### WHAT IS BEING ASKED
In the mouse review excerpt, how many DPI presets per profile can the Scimitar Pro switch between on the fly?

### SOURCE EXCERPT
You can also select in which zones the colors appear. From the mechanicals on the side to the responsive mouse wheel and the flashy Corsair symbol on the mouse's back end, you can turn color regions on and off at will -- ensuring you’ll never be distracted while playing. You’re even able to get as granular as color opacity, giving the Scimitar Pro a veritable endless spectrum of aesthetic customization.
But where CUE really shines is in customizing the Pro’s core functions: pointer speed, height and angle snapping, surface calibration, and DPI. Here you can
- Adjust pointer speed per profile, from slow to hyper fast;
- Adjust the lift height from low to medium to high;
- Enable angle snapping, which becomes especially useful if you’re doing design work via Photoshop or Illustrator;
- Calibrate the mouse for any surface you’re using, giving it increased precision and accuracy when moving locations or gaming on a non-ideal surface; and
- Choose your DPI settings – the absolute best part of the Corsair Scimitar RGB Pro
This Mouse's DPI Options are Out of this World
Whether you’re sniping in Counter Strike: Global Offensive, wreaking havoc as an ADC in SMITE or commanding multiple armies in StarCraft II, you’ll most likely not only want plenty of buttons at your disposal for macros and keystrokes (which we’ll talk about shortly – and how the Scimitar Pro absolutely shines here, too), but you’ll also want different mouse speeds and sensitivities for different, on-the-fly situations.
The lag on the Scimitar Pro is nearly non-existent. With a polling rate of up to 1,000 hz -- and DPI settings from zero to 16,000 -- the Scimitar Pro immediately (and more importantly, accurately) responds to your every command, helping you nail headshots in CS:GO and lay waste to noobs and pros alike in SMITE and Marvel Heroes.
Needless to say, different games and different genres call for different mouse and DPI settings. And here, the Scimitar Pro provides gamers with a glut of granular DPI options: Boasting up to 16,000 DPI via the Pro’s Pixart optical sensor, players can fine tune to the pixel the Scimitar Pro to any setting they wish, and switch through 5 DPI presets per profile on the fly.
When playing SMITE, for instance, we found this option particularly helpful when switching between gods like Poseidon, who doesn’t really need to be extremely accurate to dish out the devastation, and Neith, who is arguably deadlier with a higher, more precise DPI setting.
We all know that you can only get so much precision from tweaking in-game sensitivity settings. So with the ability to tinker with in-hardware sensitivity settings, as well as movement detection and reaction via DPI settings, the Scimitar Pro really delivers for players looking to fine-tune their MOBA and MMO experiences with precise and accurate feedback.

### DATA ROWS

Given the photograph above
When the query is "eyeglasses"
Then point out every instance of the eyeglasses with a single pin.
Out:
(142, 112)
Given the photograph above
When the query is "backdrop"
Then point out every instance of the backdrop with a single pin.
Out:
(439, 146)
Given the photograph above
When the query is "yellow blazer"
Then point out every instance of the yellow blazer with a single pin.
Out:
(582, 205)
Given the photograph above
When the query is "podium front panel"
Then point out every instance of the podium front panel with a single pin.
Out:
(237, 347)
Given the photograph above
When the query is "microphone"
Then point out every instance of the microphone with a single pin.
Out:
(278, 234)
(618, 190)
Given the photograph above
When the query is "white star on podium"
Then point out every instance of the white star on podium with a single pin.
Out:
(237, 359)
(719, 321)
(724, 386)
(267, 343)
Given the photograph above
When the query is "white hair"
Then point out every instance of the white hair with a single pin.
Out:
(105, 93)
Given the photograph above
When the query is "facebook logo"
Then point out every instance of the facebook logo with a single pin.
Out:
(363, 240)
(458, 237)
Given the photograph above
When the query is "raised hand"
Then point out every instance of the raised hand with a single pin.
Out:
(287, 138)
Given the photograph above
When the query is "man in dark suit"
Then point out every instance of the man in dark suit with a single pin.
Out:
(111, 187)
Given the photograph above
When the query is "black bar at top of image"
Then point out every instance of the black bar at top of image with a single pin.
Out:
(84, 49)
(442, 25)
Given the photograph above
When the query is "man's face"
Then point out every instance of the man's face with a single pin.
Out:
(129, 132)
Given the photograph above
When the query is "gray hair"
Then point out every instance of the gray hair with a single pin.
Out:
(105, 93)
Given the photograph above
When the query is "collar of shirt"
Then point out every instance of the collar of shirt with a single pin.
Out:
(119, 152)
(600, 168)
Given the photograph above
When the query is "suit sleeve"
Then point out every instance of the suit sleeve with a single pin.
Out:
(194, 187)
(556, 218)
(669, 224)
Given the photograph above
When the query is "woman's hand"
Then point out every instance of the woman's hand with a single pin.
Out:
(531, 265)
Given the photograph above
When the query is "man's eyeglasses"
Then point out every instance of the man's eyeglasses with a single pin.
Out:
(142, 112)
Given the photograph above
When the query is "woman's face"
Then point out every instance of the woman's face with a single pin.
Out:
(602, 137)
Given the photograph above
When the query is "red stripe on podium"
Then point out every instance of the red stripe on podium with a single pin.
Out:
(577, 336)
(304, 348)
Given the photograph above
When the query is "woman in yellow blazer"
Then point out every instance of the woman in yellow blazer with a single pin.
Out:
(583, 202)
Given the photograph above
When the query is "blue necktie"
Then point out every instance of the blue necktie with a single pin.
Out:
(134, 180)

### FINISHED EXERCISE
Five DPI presets per profile.